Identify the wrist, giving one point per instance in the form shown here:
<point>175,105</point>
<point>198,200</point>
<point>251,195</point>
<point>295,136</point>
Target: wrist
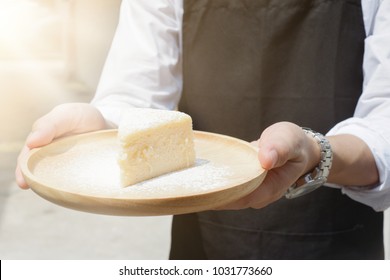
<point>317,176</point>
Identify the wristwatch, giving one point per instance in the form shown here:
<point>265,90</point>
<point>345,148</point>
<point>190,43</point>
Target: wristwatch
<point>319,175</point>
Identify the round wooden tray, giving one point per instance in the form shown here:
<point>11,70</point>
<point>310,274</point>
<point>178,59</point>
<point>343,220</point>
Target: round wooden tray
<point>80,172</point>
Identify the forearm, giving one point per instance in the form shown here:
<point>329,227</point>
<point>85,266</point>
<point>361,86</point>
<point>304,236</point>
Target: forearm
<point>353,162</point>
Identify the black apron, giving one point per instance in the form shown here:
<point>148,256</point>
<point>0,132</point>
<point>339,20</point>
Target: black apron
<point>249,64</point>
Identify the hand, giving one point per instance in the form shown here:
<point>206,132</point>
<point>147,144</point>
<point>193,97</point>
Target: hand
<point>63,120</point>
<point>286,152</point>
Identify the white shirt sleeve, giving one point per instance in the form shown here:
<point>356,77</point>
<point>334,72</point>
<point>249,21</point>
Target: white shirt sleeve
<point>371,121</point>
<point>143,67</point>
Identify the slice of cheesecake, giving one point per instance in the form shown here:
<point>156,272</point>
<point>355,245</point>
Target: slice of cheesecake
<point>154,142</point>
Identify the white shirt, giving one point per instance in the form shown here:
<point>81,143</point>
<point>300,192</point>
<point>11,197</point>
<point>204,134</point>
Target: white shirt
<point>143,69</point>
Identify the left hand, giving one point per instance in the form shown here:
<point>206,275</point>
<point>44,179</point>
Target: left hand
<point>286,152</point>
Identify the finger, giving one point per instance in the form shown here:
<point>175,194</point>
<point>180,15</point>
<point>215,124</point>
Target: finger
<point>278,144</point>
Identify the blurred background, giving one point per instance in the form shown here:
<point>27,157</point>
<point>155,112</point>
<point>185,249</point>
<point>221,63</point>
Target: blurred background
<point>52,52</point>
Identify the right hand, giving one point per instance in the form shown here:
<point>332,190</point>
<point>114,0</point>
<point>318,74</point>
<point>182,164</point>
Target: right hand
<point>63,120</point>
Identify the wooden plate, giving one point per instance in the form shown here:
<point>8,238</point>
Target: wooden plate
<point>80,172</point>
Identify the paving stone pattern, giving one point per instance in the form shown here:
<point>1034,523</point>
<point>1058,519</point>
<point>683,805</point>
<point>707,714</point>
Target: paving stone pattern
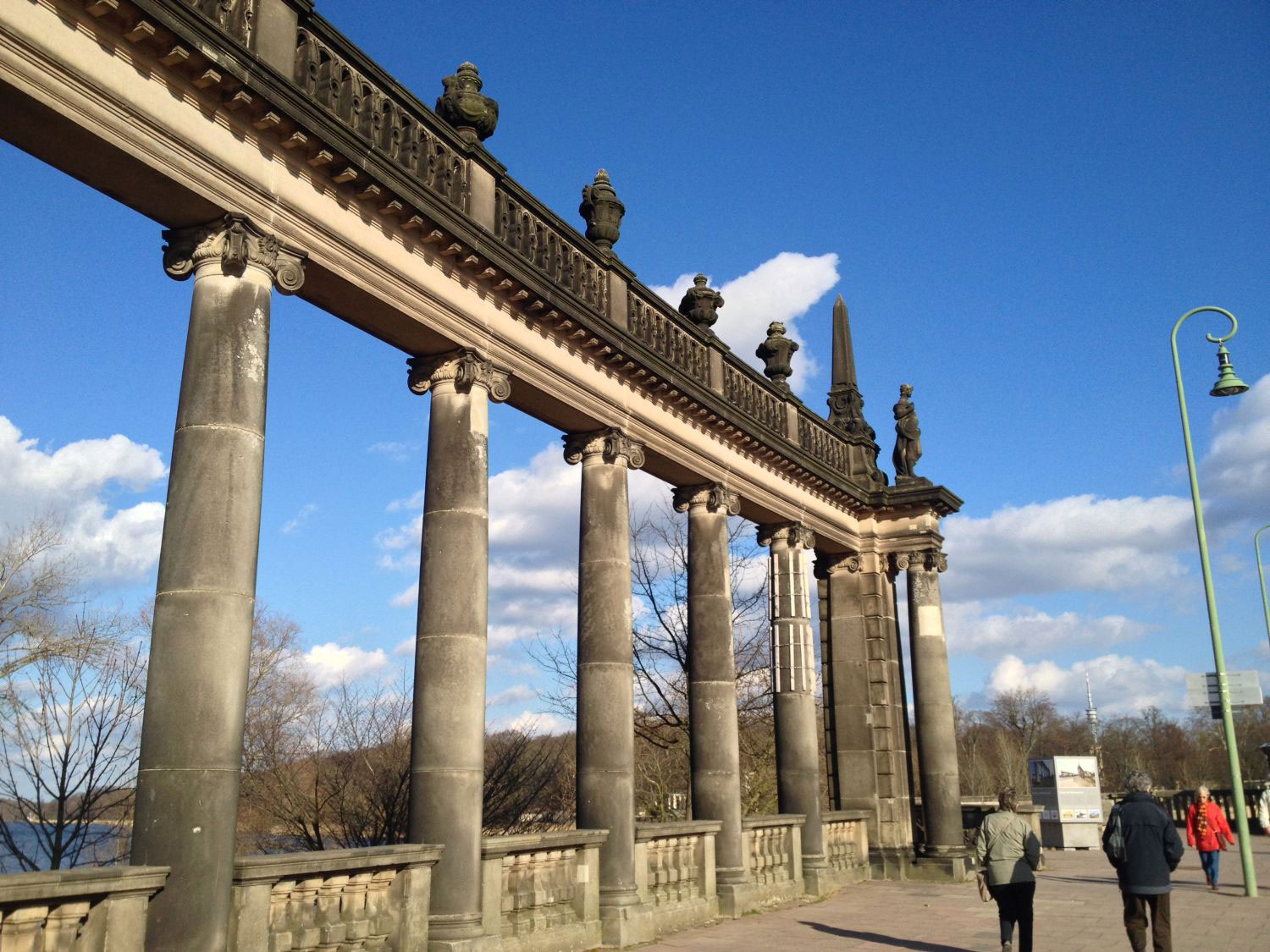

* _WHAT IS NEEDED_: Return the material above verbatim, minus the pictures.

* _SOLUTION FOR THIS TASK_:
Identify the wrist, giving one point per instance in the form shown here:
<point>175,105</point>
<point>198,200</point>
<point>251,195</point>
<point>295,136</point>
Target: wrist
<point>317,176</point>
Identify the wristwatch, giving one point per instance in the form shown here:
<point>265,90</point>
<point>345,148</point>
<point>190,43</point>
Target: wristwatch
<point>319,175</point>
Identify the round wooden tray, giving one point per instance in the form shown here:
<point>11,70</point>
<point>310,274</point>
<point>178,59</point>
<point>343,220</point>
Target: round wooden tray
<point>80,172</point>
Identify the forearm, giving one point per instance in the form shown here:
<point>329,227</point>
<point>85,266</point>
<point>361,86</point>
<point>304,236</point>
Target: forearm
<point>353,162</point>
Identify the black apron, giving one point per instance in the form shown here:
<point>148,256</point>
<point>0,132</point>
<point>339,20</point>
Target: black apron
<point>249,64</point>
Identify the hand, giving one point per instance in the form shown here:
<point>206,132</point>
<point>147,144</point>
<point>193,97</point>
Target: hand
<point>63,120</point>
<point>286,152</point>
Identify the white shirt sleeve, giving one point per instance in the form shown here:
<point>356,77</point>
<point>334,72</point>
<point>249,21</point>
Target: white shirt sleeve
<point>371,121</point>
<point>143,67</point>
Identify the slice of cheesecake, giving one point per instance in the form shown here:
<point>156,272</point>
<point>355,245</point>
Target: slice of cheesecake
<point>154,142</point>
Identify the white shirt, giving one point per instance in the form shown here:
<point>81,143</point>
<point>300,192</point>
<point>11,197</point>
<point>204,134</point>
Target: white shirt
<point>143,69</point>
Identify the left hand, giving one point per instance in the form shown here:
<point>206,275</point>
<point>44,179</point>
Target: left hand
<point>286,152</point>
Identify the finger, giving one point per instance in the form shown here:
<point>175,194</point>
<point>180,15</point>
<point>215,124</point>
Target: finger
<point>278,144</point>
Identify the blurred background, giving one point per instance in the form shown here:
<point>27,157</point>
<point>155,112</point>
<point>185,249</point>
<point>221,63</point>
Target: blurred background
<point>52,52</point>
Identify the right hand, giving one point per instance in the form shown here:
<point>332,190</point>
<point>114,0</point>
<point>318,74</point>
<point>182,164</point>
Target: right hand
<point>63,120</point>
Identify the wooden plate, giving one point per instance in the form shown here:
<point>8,238</point>
Target: wooden plate
<point>80,172</point>
Identify the paving stone pattern, giving one point per instance in the form shown here:
<point>1034,523</point>
<point>1058,519</point>
<point>683,805</point>
<point>707,714</point>
Target: paving stone pattern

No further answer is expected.